**Task to carry out**.
Show every line of the items below that contains the word "table", treating uppercase and lowercase letters as different.

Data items
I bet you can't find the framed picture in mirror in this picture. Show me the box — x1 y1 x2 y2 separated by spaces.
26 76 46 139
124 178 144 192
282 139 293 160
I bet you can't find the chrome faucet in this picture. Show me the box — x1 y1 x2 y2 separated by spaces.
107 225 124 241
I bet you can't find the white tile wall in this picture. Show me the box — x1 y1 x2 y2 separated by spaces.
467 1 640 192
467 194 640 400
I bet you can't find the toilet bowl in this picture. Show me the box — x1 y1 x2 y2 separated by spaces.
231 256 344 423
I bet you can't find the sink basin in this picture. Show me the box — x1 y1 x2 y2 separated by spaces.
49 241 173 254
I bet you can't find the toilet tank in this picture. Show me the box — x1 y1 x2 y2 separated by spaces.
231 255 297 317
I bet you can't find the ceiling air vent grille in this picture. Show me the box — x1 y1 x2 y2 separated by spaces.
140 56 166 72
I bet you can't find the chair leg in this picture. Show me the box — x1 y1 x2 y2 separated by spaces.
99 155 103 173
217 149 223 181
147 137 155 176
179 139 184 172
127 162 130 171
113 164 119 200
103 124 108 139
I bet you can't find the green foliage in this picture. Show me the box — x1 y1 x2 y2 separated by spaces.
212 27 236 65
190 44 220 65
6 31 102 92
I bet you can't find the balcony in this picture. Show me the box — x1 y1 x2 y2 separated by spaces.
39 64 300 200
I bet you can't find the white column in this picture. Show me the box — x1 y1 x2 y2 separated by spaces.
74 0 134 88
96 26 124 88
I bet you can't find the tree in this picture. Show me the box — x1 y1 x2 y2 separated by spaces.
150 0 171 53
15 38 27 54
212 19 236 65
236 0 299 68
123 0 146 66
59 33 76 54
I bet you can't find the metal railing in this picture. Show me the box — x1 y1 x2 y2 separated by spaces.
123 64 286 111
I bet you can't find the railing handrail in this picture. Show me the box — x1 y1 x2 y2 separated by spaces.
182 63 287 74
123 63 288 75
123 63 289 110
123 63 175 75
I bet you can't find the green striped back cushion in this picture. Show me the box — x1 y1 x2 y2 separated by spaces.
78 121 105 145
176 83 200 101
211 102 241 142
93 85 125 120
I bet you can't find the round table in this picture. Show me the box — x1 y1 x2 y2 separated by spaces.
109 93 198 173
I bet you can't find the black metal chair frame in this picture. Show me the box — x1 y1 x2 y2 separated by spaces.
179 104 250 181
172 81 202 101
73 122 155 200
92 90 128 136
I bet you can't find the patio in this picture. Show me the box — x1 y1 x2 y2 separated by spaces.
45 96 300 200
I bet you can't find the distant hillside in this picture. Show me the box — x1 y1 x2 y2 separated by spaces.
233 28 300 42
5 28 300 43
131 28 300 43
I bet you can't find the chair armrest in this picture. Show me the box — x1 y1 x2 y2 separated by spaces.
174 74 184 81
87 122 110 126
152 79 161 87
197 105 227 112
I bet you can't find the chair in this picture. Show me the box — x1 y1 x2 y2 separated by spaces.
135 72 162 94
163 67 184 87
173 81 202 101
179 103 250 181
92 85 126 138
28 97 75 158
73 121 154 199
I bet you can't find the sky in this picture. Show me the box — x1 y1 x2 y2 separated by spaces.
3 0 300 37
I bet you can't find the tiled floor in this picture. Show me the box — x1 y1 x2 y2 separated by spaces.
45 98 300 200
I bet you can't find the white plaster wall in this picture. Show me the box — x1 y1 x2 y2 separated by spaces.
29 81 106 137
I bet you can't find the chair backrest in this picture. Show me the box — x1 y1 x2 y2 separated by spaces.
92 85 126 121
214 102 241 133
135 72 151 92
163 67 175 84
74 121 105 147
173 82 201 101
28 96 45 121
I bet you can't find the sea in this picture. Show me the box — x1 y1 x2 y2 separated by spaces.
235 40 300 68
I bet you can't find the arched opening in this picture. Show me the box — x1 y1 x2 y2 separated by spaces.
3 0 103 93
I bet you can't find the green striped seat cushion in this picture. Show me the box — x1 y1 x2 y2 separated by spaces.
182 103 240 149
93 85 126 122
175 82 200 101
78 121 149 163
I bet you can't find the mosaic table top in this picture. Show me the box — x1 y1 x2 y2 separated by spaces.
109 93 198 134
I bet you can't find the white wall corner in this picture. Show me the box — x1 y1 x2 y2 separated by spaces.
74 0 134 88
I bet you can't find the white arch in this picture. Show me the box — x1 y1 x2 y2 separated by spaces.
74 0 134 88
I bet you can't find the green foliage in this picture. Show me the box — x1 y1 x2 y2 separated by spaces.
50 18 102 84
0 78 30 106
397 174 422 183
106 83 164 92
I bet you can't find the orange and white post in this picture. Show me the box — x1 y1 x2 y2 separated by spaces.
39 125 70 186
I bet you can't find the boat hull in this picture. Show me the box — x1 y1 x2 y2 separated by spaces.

**Exercise answer**.
I bet you can't find the round table in this picture. Show me the box — x1 y1 x2 y2 separated by spaces.
I bet you can't find the mosaic table top in this picture. Show me the box — x1 y1 x2 y2 separated by spaces.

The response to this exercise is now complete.